Point-per-instance localization data
=======
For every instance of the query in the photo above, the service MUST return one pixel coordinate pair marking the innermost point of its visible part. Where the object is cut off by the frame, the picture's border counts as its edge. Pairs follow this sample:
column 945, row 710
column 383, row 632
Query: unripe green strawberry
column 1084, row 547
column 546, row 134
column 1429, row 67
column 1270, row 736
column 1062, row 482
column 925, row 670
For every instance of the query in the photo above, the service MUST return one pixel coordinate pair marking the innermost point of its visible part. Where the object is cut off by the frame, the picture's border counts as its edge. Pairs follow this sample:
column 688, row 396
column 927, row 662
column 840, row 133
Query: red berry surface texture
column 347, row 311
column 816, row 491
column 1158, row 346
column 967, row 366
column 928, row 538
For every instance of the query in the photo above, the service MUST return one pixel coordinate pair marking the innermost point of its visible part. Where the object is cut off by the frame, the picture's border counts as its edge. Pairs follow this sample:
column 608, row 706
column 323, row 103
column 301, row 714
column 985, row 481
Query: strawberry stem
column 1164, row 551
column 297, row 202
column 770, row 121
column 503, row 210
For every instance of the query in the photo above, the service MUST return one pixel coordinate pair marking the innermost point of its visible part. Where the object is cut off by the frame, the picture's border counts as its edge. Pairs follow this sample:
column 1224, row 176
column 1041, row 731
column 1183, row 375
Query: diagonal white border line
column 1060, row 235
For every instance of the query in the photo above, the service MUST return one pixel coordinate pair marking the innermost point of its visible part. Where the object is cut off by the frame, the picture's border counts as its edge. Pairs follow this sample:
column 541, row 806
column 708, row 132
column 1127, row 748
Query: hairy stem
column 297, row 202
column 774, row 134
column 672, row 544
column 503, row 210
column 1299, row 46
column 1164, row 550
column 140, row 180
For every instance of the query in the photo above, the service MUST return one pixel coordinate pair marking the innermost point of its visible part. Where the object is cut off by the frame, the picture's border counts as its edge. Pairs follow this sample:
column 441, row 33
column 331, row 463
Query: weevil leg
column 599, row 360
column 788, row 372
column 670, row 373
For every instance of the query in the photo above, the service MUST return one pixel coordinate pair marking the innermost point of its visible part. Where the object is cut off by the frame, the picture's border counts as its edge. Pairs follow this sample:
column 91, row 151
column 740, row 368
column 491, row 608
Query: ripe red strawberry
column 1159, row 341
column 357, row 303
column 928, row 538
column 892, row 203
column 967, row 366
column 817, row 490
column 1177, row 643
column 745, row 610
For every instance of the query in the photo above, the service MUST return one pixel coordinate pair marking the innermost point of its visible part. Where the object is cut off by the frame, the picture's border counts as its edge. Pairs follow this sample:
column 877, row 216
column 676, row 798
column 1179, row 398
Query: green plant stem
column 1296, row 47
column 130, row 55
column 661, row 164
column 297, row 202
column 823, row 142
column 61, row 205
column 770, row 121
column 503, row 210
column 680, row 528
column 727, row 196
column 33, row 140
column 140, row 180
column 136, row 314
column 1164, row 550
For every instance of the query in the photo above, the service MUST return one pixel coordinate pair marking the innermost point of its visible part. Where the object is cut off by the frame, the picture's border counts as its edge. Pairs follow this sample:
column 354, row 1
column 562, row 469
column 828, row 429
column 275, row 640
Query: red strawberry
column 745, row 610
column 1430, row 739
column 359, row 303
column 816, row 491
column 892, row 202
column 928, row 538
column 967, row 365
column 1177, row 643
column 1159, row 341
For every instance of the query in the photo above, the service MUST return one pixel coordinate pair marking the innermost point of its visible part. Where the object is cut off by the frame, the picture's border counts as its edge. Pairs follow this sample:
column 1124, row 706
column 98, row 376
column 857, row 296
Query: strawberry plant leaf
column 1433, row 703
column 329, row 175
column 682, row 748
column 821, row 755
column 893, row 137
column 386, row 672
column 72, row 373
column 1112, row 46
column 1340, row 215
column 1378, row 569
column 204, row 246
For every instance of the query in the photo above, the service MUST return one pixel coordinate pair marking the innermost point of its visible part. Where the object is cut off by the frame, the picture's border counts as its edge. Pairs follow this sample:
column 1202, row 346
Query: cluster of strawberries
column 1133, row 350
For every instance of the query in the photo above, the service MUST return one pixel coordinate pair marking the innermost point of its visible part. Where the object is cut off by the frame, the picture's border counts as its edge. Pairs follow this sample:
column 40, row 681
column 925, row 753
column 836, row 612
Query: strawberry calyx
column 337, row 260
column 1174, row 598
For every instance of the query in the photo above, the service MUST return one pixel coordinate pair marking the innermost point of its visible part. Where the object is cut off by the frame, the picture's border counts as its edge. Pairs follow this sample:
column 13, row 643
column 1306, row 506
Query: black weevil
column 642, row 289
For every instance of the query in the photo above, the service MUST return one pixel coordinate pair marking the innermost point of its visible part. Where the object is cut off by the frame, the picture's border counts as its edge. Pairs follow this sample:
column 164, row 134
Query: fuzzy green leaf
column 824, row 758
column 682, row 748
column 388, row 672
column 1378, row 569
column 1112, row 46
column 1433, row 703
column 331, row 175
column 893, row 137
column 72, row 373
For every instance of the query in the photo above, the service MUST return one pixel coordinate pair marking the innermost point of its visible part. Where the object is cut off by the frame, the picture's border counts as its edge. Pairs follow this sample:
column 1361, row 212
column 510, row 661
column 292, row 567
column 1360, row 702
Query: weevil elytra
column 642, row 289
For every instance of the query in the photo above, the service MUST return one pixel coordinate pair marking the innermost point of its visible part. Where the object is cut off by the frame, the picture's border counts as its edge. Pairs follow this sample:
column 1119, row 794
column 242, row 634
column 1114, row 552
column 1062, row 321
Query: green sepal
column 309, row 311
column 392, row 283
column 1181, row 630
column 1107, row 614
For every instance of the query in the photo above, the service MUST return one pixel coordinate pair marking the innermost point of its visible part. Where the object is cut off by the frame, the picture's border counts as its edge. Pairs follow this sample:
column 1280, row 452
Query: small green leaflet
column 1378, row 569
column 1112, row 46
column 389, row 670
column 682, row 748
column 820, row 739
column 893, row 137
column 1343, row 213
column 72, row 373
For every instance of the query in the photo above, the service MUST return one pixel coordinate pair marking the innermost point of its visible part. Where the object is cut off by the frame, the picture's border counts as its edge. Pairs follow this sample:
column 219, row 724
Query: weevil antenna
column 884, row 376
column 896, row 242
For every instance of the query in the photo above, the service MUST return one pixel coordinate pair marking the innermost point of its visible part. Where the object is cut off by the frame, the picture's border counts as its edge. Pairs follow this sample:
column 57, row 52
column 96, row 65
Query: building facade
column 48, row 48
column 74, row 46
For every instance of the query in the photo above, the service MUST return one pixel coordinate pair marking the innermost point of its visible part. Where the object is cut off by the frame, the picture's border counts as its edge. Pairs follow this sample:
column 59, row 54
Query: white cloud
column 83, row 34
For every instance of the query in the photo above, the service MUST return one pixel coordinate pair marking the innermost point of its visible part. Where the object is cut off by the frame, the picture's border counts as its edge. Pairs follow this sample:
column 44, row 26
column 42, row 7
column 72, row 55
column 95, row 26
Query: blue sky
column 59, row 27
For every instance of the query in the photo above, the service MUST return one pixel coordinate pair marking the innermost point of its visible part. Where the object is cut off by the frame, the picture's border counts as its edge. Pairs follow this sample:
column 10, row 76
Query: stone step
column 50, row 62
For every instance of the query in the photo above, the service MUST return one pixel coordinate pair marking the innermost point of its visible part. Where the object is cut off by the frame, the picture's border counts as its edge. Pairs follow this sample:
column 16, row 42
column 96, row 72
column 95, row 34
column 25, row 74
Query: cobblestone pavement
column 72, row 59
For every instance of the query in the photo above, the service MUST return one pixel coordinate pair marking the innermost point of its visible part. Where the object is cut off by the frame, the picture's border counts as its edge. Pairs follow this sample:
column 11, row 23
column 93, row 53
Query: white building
=======
_What is expected_.
Line by line, reproduce the data exactly.

_Your response_.
For every instance of the query in the photo above, the service MUST return one pixel coordinate pair marking the innermost point of its visible part. Where the object is cut off by the frame, the picture's border counts as its edge. Pairs follow this sample:
column 945, row 710
column 383, row 632
Query: unripe green strawberry
column 1084, row 547
column 546, row 134
column 1429, row 67
column 1270, row 736
column 1062, row 482
column 925, row 670
For every instance of the query in the photo above, the service MUST return one pixel coordinate pair marking the innermost point of its visible part. Where the object is cut off by the frame, the picture's border counts as its edge. Pairs follow this sample:
column 688, row 396
column 927, row 662
column 840, row 133
Query: red berry surface texture
column 347, row 311
column 816, row 491
column 1158, row 346
column 967, row 366
column 928, row 538
For every instance of the query in the photo above, the service MUST return one pixel coordinate pair marking the innermost point of its visible part. Where the object is cut off by the frame, the picture's border counts as its edge. Pairs follow this sample:
column 608, row 706
column 323, row 103
column 301, row 714
column 985, row 481
Query: strawberry stem
column 1164, row 551
column 297, row 202
column 770, row 121
column 503, row 210
For every instance of the query in the photo above, the service MUST return one pixel coordinate pair marking the innermost point of its visible part. Where the object is cut off by the frame, the picture's border counts as its edge. Pairs follow this sample:
column 1224, row 176
column 1041, row 731
column 1183, row 375
Query: diagonal white border line
column 1060, row 235
For every instance of the query in the photo above, the service MUST return one pixel coordinate pair marking the innermost point of its visible part. Where the object is cut off by the frame, the picture's border counts as its edge. Pairs follow this sample:
column 541, row 806
column 708, row 132
column 1127, row 748
Query: hairy stem
column 297, row 202
column 774, row 134
column 672, row 544
column 503, row 210
column 1299, row 46
column 1164, row 550
column 140, row 180
For every instance of the query in the photo above, the service MUST return one pixel coordinate pair marking the innermost point of its visible part. Where the object is cut off by the frame, the picture's border counts as its edge. Pairs follow this sample:
column 441, row 33
column 331, row 463
Query: weevil leg
column 599, row 360
column 788, row 372
column 670, row 373
For every instance of the query in the photo above, the service MUST return one pixel coordinate pair marking the innermost point of its visible part. Where the object is cut off by the frame, the picture's border counts as its edge. Pairs follow this sample:
column 91, row 151
column 740, row 368
column 491, row 608
Query: ripe red strawberry
column 1159, row 341
column 357, row 303
column 928, row 538
column 892, row 203
column 967, row 366
column 817, row 490
column 1177, row 643
column 745, row 610
For every instance of the query in the photo above, the service MUST return one pixel coordinate pair marking the innermost point of its visible part. Where the object is cut off by the frame, the picture's border counts as its edge. Pairs follow this sample:
column 877, row 216
column 676, row 798
column 1179, row 398
Query: green plant stem
column 1296, row 47
column 130, row 55
column 661, row 164
column 297, row 202
column 823, row 142
column 61, row 205
column 770, row 121
column 503, row 210
column 680, row 528
column 727, row 196
column 33, row 140
column 140, row 180
column 136, row 314
column 1164, row 550
For every instance of the query in the photo above, the service MUST return one pixel coordinate pair marking the innermost point of its visible part. Where the object is cut off by the frame, the picture's border counts as its edge. Pairs follow this sample:
column 354, row 1
column 562, row 469
column 828, row 429
column 275, row 640
Query: red strawberry
column 745, row 610
column 1430, row 739
column 359, row 303
column 816, row 491
column 892, row 202
column 928, row 538
column 967, row 365
column 1177, row 643
column 1159, row 341
For every instance of the query in the photo above, the service MUST return one pixel coordinate pair marking the innermost point of its visible part. Where the object is cut off by the frame, the picture's border counts as its edge. Pairs follow this sample:
column 1124, row 706
column 98, row 376
column 857, row 296
Query: strawberry plant leaf
column 1433, row 703
column 329, row 175
column 682, row 748
column 821, row 755
column 893, row 137
column 386, row 672
column 72, row 373
column 1112, row 46
column 1340, row 215
column 1378, row 569
column 204, row 246
For every instance of the query in the photo above, the service MUST return one pixel coordinate pair marking the innermost point of its visible part. Where the object is cut off by the frame, the picture's border counts as its edge. Pairs follow this sample:
column 1202, row 346
Query: cluster of strawberries
column 1133, row 350
For every instance of the query in the photo above, the service MUST return one pixel coordinate pair marking the innermost point of its visible part. Where the object is cut off by the frame, the picture's border counts as its edge. Pairs follow this sample:
column 40, row 681
column 925, row 753
column 836, row 612
Query: strawberry calyx
column 337, row 260
column 1174, row 598
For every instance of the query in the photo above, the service MUST return one pixel coordinate pair marking the innermost point of its visible part. Where the object is cut off by the frame, the picture's border counts as its edge. Pairs follow this sample:
column 13, row 643
column 1306, row 506
Query: black weevil
column 642, row 289
For every instance of the query in the photo above, the service MUST return one pixel coordinate pair marking the innermost point of its visible part. Where the object is cut off by the frame, the picture's border counts as its edge. Pairs follow this sample:
column 164, row 134
Query: fuzzy green leaf
column 824, row 758
column 682, row 748
column 388, row 672
column 1378, row 569
column 1112, row 46
column 1433, row 703
column 331, row 175
column 893, row 137
column 72, row 373
For every instance of the query in the photo above, the service MUST return one pixel coordinate pair marking the innermost point of its visible part. Where the object is cut off by the frame, the picture's border counts as its edge. Pairs follow this sample:
column 1361, row 212
column 510, row 661
column 292, row 567
column 1360, row 702
Query: weevil elytra
column 642, row 289
For every instance of the query in the photo above, the service MUST return one pixel coordinate pair marking the innermost point of its visible part. Where the object is cut off by the frame, the picture's border counts as its edge. Pairs follow this sample:
column 1119, row 794
column 242, row 634
column 1114, row 552
column 1062, row 321
Query: green sepal
column 309, row 311
column 392, row 283
column 1181, row 630
column 1107, row 614
For every instance of the query in the photo above, the service MUST return one pixel coordinate pair marking the innermost point of its visible part. Where the object is cut off by the frame, the picture's border counts as its edge. Pairs follow this sample:
column 1280, row 452
Query: small green leaflet
column 1378, row 569
column 1112, row 46
column 389, row 670
column 682, row 748
column 820, row 739
column 893, row 137
column 1343, row 213
column 72, row 373
For every instance of the query in the photo above, the service MUST return one pixel coordinate pair marking the innermost point of its visible part. Where the object is cut off by the frame, the picture's border counts as its edge. Pairs follow this sample:
column 219, row 724
Query: weevil antenna
column 884, row 376
column 896, row 242
For every instance of the query in the photo above, the service MUST return one pixel coordinate pair marking the innermost point of its visible part. Where the object is cut off by the frame, the picture's border counts as its edge. Pairs follow this sample:
column 57, row 52
column 96, row 65
Query: building facade
column 48, row 48
column 74, row 46
For every instance of the query in the photo above, the service MUST return one pixel coordinate pair marking the innermost point of its visible part. Where the object is cut off by the frame, the picture's border counts as its edge. Pairs follow this sample:
column 59, row 54
Query: white cloud
column 83, row 34
For every instance of the query in the photo above, the service MUST return one pixel coordinate pair marking the innermost point of its visible part. Where the object is cut off by the frame, the picture's border counts as its edge. Pairs follow this sample:
column 44, row 26
column 42, row 7
column 72, row 55
column 95, row 26
Query: blue sky
column 59, row 27
For every instance of the query in the photo above, the service MUST return one pixel coordinate pair marking the innermost point of its visible part. Where the object is cut off by the frame, the picture's border counts as its edge. Pairs follow this sample:
column 10, row 76
Query: stone step
column 50, row 62
For every instance of the query in the photo above, the service MUST return one pixel coordinate pair marking the innermost point of its visible part. Where the object is cut off by the frame, the picture's border counts as its edge. Pairs follow this sample:
column 16, row 42
column 96, row 72
column 95, row 34
column 25, row 74
Query: cobblestone pavement
column 72, row 59
For every instance of the query in the photo above, the service MUST return one pixel coordinate pair marking the innermost point of its visible part. Where the object is cut off by the frame, the picture's border counts as its edge. Pairs follow this sample:
column 11, row 23
column 93, row 53
Query: white building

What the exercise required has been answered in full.